** EXERCISE INPUTS follows **
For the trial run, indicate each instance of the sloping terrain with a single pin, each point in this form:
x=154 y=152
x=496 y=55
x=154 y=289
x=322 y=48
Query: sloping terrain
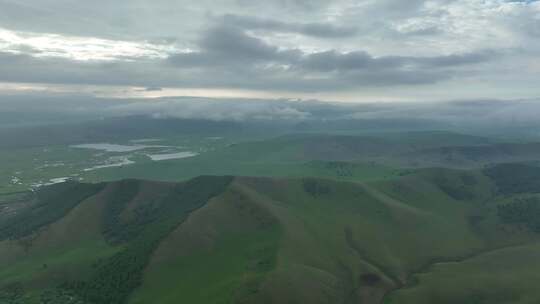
x=430 y=237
** End of EXERCISE INPUTS **
## WORK TASK
No image belongs in the copy. Transcribe the full listing verbatim.

## RESPONSE
For the trial run, indicate each instance of the sloping terrain with a single pin, each point in this form:
x=154 y=152
x=496 y=55
x=154 y=289
x=322 y=48
Query: sloping terrain
x=430 y=237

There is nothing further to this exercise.